▶ Document section:
+-------+

EVEN ICONIC RODALE ABANDONING ECOLOGY

When anyone says the word "organic," it evokes the Rodale name.  J.I. Rodale invented the term organic back in the 1940s and subsequently launched Organic Gardening and Farming Magazine in 1949.  The research farm and publishing empire headquartered in Emmaus, Pennsylvania is the bellwether of the entire ecological farming movement.

 But alas, even this iconic outfit is slipping, as evidenced in a May 21 article titled "Is meat Ruining the Planet?"  In typical environmental fashion, the article takes on factory farming and starts well:  "it's a myth that animal agriculture has to be destructive or that we have to stop eating meat to save the planet." So far so good.

 "Factory farmed livestock produce 500 million tons of waste a year--that's 17 times the amount of sewage produced by the entire U.S. population."  Amen again, although it would have been good to point out that the amount of manure is not the problem; it's the concentration of it.  Were that spread over all the farmland, it would be nature's finest blessing rather than nature's greatest curse.

 "80 percent of all the antibiotics produced in the U.S. are fed and administered to livestock."   Correct again.  Well said. Converting to "strategic grazing on just 25 percent of our croplands and grasslands , we could mitigate the entire carbon footprint of North American agriculture."  Bravo again. 

 With all this great material, what's the problem?  Well, you have to stay with it all the way to the end when the insidious broadside lands:

 "There is one other option. Laboratory-grown meat is a thing, and it’s almost ready for the supermarket.

Cell-cultured meats don’t come directly from animals but are made from animal tissue. They mimic the texture and flavor of real meat without the environmental hangover. Some environmentalists and animal activists think these new products are the answer, but others don’t agree.

+-------+

▶ Data excerpts:
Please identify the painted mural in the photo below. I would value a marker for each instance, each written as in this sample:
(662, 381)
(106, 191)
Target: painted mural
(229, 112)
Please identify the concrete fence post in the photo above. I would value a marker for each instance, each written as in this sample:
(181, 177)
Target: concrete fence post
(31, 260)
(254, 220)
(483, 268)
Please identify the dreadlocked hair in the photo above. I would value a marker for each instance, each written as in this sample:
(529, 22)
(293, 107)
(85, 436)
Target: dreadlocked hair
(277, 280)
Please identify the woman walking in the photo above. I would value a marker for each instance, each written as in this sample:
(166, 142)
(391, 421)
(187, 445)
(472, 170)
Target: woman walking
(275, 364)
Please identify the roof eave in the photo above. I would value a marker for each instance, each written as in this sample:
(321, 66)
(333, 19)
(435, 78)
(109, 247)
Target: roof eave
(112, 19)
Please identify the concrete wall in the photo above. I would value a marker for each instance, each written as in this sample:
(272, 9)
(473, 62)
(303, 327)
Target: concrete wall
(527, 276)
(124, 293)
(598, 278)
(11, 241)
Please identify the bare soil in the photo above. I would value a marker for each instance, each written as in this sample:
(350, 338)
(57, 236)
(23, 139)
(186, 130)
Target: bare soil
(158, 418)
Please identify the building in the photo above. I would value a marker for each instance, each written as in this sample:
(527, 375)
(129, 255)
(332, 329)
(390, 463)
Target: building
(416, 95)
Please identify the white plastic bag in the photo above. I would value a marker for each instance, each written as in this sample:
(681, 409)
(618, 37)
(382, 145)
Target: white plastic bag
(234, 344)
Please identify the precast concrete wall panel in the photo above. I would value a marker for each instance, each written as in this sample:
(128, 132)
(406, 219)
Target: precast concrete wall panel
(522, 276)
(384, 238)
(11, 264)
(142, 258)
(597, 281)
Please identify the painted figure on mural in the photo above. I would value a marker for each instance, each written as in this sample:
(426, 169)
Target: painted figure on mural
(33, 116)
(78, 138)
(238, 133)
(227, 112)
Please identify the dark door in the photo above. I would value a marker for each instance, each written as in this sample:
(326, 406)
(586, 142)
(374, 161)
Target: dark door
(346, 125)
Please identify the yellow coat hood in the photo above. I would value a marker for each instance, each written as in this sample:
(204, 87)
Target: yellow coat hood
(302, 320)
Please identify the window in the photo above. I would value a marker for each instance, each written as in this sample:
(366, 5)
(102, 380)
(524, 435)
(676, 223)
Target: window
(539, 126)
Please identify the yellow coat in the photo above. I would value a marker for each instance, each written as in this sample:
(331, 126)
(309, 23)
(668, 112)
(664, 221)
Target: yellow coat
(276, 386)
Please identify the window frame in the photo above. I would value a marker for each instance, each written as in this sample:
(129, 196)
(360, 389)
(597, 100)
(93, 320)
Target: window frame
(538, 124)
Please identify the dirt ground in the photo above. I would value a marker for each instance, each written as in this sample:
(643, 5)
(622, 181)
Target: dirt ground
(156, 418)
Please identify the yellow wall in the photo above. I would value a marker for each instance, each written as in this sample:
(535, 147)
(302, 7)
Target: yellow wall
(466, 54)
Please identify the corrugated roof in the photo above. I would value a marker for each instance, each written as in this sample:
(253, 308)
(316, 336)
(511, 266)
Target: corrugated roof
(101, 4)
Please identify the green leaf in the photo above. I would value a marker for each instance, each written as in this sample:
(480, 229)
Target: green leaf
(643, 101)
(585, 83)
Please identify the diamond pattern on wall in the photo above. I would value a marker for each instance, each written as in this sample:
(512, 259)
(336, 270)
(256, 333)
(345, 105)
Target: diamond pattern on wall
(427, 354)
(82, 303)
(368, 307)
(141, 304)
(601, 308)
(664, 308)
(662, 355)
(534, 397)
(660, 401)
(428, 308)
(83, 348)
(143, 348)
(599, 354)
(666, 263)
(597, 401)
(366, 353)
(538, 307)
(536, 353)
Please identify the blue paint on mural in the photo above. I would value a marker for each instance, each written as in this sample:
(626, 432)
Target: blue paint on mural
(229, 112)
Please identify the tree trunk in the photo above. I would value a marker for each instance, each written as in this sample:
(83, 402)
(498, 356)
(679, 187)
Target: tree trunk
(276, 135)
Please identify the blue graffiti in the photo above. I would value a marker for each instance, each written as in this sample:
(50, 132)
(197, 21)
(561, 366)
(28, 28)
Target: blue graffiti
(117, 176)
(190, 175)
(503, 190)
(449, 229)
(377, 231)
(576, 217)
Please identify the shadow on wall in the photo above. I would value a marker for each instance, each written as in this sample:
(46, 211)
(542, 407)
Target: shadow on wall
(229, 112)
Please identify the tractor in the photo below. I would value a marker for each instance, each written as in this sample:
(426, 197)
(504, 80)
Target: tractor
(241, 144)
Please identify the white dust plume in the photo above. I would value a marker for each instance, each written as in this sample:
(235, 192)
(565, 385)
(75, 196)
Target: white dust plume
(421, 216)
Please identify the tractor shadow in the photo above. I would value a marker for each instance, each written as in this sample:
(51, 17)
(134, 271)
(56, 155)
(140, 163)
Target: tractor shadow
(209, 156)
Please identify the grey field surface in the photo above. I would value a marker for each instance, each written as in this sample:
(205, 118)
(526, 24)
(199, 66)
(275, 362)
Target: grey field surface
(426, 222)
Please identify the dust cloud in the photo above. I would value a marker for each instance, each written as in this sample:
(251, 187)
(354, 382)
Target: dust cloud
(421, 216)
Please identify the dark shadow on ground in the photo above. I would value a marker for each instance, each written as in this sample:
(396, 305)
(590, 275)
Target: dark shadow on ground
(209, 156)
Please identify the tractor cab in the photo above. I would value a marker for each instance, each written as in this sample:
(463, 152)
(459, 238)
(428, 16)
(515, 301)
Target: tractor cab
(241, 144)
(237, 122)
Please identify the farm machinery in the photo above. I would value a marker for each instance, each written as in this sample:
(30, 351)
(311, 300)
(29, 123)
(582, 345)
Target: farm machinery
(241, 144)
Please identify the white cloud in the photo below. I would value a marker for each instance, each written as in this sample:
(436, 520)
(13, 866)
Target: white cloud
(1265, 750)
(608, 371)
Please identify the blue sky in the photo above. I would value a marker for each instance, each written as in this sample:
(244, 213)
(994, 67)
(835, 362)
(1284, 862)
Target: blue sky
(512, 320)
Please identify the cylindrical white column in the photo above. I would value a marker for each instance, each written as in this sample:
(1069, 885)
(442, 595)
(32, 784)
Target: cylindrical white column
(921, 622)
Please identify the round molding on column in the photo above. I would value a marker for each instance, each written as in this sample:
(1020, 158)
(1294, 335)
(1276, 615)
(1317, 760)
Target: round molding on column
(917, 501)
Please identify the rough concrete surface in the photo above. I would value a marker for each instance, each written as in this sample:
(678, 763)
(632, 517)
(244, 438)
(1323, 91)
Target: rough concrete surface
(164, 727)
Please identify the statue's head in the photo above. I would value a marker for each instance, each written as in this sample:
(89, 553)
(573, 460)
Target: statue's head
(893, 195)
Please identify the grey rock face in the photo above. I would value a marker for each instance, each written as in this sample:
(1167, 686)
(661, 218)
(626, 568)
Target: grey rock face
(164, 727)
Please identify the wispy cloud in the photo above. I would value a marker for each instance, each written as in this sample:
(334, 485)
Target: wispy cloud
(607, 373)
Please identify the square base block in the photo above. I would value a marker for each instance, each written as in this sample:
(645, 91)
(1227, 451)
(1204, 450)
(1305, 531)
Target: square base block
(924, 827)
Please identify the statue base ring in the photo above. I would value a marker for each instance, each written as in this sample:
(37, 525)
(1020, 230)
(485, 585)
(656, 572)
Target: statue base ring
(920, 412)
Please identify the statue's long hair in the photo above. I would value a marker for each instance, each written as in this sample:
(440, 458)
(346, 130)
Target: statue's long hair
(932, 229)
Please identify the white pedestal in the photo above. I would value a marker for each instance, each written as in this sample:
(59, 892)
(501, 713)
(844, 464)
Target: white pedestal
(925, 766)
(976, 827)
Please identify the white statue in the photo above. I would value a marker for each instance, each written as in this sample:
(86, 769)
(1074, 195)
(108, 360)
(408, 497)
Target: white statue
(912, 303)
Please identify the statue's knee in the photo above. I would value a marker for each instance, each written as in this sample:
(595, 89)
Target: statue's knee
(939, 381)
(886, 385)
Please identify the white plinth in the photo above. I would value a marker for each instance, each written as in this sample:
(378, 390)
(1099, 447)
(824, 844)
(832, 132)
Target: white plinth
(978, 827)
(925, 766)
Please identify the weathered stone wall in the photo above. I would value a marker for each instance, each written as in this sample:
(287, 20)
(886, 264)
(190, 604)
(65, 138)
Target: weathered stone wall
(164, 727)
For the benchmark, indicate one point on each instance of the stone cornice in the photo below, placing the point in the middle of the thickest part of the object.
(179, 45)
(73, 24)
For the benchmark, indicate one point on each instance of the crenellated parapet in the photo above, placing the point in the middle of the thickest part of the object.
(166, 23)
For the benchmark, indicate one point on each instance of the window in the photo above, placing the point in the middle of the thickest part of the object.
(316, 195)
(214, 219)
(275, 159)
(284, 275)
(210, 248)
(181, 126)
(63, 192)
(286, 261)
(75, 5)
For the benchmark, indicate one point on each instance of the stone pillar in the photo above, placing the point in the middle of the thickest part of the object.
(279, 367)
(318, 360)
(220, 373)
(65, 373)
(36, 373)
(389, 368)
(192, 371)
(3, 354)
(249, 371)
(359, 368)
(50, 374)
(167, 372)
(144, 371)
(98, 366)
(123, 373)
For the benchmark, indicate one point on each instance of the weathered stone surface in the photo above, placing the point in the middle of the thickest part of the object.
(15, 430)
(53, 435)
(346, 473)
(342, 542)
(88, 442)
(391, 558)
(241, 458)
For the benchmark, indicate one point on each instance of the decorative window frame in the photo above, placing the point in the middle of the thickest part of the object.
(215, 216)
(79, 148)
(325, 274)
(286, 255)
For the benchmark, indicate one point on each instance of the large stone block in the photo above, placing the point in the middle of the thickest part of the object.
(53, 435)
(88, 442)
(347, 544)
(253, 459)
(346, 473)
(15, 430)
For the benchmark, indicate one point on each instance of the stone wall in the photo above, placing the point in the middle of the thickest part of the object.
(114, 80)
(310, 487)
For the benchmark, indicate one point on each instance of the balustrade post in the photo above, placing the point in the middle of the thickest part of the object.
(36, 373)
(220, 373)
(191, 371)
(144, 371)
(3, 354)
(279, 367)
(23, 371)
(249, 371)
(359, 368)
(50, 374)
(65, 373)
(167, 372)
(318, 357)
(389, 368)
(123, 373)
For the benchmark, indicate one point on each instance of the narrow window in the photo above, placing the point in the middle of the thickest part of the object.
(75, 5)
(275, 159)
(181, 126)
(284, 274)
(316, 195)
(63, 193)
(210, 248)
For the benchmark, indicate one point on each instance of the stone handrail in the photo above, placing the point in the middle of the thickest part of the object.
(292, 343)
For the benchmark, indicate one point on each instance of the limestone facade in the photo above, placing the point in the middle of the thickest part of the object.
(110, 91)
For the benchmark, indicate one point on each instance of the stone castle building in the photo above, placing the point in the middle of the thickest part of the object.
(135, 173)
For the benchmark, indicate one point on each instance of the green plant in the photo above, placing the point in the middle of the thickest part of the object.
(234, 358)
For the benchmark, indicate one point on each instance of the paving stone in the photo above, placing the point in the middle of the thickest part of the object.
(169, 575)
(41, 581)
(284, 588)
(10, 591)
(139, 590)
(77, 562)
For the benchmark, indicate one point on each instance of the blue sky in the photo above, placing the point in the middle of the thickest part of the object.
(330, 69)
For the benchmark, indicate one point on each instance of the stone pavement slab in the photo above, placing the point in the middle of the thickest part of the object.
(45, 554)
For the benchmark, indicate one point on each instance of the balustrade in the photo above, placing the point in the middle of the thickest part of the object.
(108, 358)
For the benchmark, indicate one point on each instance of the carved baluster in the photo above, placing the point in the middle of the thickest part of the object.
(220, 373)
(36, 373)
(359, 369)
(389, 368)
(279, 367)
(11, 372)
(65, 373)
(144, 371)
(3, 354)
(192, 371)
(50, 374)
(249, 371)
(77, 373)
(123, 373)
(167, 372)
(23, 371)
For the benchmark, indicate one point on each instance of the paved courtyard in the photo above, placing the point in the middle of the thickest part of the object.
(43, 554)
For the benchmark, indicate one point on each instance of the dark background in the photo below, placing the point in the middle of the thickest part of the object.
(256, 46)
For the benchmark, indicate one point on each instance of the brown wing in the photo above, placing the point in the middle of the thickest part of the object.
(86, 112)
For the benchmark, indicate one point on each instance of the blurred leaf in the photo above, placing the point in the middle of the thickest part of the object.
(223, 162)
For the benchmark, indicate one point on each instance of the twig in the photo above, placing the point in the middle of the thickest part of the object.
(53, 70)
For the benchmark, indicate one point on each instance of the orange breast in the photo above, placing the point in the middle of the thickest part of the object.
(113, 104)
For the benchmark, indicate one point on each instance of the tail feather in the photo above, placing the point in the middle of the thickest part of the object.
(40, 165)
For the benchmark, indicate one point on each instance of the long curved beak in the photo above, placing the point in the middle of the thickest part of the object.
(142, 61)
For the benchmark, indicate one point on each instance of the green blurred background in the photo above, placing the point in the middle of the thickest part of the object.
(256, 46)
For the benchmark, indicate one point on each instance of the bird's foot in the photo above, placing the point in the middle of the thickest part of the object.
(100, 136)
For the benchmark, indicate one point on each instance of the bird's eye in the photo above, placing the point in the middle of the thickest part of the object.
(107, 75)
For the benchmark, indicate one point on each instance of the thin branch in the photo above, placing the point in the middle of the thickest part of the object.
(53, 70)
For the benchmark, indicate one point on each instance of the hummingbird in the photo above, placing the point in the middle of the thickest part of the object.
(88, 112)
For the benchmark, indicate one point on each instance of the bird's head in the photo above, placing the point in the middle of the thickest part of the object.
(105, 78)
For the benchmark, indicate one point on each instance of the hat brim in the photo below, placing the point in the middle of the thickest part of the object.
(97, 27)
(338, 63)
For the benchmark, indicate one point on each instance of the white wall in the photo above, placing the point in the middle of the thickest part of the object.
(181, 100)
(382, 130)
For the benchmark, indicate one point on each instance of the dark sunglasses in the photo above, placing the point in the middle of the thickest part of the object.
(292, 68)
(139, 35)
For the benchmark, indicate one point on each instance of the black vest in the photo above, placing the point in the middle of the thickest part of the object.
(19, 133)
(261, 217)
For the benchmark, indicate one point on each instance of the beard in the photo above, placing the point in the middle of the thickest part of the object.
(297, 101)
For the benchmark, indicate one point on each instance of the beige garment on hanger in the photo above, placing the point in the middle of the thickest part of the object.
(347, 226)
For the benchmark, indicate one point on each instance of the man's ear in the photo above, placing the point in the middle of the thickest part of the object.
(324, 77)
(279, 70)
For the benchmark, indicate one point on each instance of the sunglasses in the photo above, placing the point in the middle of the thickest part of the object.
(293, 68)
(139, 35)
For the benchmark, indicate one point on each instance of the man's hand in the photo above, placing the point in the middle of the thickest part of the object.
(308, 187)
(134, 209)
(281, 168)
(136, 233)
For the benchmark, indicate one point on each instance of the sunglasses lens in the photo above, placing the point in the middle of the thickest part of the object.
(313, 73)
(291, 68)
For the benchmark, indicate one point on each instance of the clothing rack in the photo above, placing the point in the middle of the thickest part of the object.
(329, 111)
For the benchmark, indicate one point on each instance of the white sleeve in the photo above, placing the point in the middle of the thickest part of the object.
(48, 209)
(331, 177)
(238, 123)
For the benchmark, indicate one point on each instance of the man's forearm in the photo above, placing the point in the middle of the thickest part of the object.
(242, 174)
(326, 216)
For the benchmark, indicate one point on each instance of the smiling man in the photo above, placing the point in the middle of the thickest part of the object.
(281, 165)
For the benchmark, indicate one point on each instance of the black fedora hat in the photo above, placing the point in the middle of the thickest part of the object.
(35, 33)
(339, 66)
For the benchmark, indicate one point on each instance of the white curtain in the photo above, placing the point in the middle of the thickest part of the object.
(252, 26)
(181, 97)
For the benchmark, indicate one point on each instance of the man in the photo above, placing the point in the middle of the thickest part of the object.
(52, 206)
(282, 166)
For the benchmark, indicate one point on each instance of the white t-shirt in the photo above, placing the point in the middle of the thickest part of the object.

+-------+

▶ Complete the following:
**A)** Print the part of the Rodale piece starting with "With all this" and going on through "for the supermarket.", word for word.
**B)** Keep writing the piece on Rodale and ecology, picking up after its last sentence.

▶ Results for the exercise:
**A)**
With all this great material, what's the problem?  Well, you have to stay with it all the way to the end when the insidious broadside lands:

 "There is one other option. Laboratory-grown meat is a thing, and it’s almost ready for the supermarket.

**B)**
Would you eat meat grown by scientists? Hop into the comments and tell us what you think."

 Oh good grief, Rodale, really?  This last paragraph is boldly titled "A Man-Made Alternative" which of course indicates it really is an alternative and a viable one at that.  Why?  Why even offer it as a credible alternative?  After extolling the virtues of pastured livestock done well, why desecrate it with sending the reader to lab meat grown in soybeans? 

 To say I'm disappointed in Rodale would be the understatement of the year.  Few things are more ecologically enhancing than properly managed grass-based herbivores.  After all, that's what built all the deep soils on the planet.  That an outfit as knowledgeable and with it as Rodale swallows the lab concoction myth is frustrating and shows how duplicitous people can be. 

 Lab meat does not have the nutritional profile that the real thing does.  For an outfit built on questioning chemicals and ecological fraud to slip over into a wishy-washy position on fraudulent nutrition and ecology is simply unacceptable.  I hope they retract this posting and speak with a clear voice; not a mish-mash voice.  With friends like this, who needs enemies?

 Do you think lab protein is the answer to factory farming?